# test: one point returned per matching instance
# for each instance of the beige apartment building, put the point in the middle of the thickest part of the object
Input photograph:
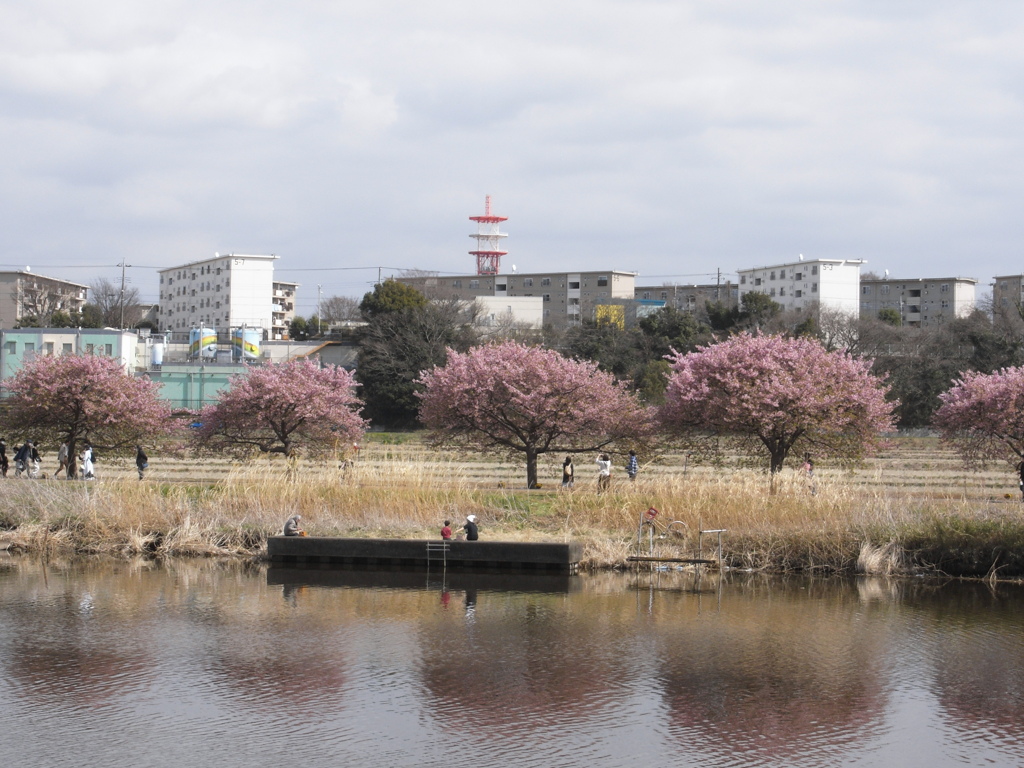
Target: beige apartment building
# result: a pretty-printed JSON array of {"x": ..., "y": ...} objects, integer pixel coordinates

--

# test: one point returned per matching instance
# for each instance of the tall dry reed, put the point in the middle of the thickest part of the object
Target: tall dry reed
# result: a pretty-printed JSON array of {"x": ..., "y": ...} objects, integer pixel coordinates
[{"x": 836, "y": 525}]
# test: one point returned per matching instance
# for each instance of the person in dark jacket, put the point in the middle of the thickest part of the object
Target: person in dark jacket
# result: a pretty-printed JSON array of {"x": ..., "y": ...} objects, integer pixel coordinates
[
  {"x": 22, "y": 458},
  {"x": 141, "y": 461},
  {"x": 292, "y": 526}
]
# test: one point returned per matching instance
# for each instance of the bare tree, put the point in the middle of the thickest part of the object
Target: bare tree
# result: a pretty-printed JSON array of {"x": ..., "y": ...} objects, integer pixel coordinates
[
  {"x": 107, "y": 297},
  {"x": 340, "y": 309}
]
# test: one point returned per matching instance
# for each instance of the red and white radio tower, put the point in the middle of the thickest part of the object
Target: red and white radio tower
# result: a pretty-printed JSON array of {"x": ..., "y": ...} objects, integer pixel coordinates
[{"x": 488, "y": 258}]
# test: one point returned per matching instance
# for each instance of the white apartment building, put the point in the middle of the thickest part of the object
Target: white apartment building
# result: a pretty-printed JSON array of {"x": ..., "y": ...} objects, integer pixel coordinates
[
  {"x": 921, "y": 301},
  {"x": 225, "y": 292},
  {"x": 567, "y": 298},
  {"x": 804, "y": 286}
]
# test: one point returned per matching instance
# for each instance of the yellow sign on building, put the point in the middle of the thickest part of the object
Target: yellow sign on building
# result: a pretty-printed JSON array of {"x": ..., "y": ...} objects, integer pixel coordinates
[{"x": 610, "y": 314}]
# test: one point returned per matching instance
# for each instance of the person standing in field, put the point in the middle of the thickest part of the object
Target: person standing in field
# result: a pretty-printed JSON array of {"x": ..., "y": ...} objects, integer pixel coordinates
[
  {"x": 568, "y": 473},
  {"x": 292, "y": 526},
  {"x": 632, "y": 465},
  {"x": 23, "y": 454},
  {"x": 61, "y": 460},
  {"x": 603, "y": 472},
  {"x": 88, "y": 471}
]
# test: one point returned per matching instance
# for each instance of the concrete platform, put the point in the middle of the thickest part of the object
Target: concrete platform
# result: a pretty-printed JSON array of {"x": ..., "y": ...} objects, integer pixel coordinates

* * *

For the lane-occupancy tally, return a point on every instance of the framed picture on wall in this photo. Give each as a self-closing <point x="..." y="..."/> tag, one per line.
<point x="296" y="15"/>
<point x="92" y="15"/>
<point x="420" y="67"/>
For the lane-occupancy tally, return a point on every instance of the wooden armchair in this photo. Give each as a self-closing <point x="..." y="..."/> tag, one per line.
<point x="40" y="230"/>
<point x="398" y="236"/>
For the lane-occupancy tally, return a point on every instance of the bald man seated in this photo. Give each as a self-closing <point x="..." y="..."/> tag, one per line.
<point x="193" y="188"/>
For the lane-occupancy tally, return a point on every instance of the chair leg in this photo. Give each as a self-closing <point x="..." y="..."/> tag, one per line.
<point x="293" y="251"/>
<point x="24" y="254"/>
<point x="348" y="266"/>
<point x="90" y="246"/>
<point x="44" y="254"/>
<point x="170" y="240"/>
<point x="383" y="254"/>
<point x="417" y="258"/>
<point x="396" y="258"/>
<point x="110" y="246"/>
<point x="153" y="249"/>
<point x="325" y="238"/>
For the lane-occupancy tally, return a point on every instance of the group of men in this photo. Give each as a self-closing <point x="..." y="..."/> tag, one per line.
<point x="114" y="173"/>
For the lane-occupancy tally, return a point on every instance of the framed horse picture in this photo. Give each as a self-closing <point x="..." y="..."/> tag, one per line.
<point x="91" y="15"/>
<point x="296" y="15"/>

## Task brief
Reproduce each line from the data that has "field" in it.

## Response area
# for each instance of the person standing in field, put the point in the middle of the thickest part of the object
Target: person standing in field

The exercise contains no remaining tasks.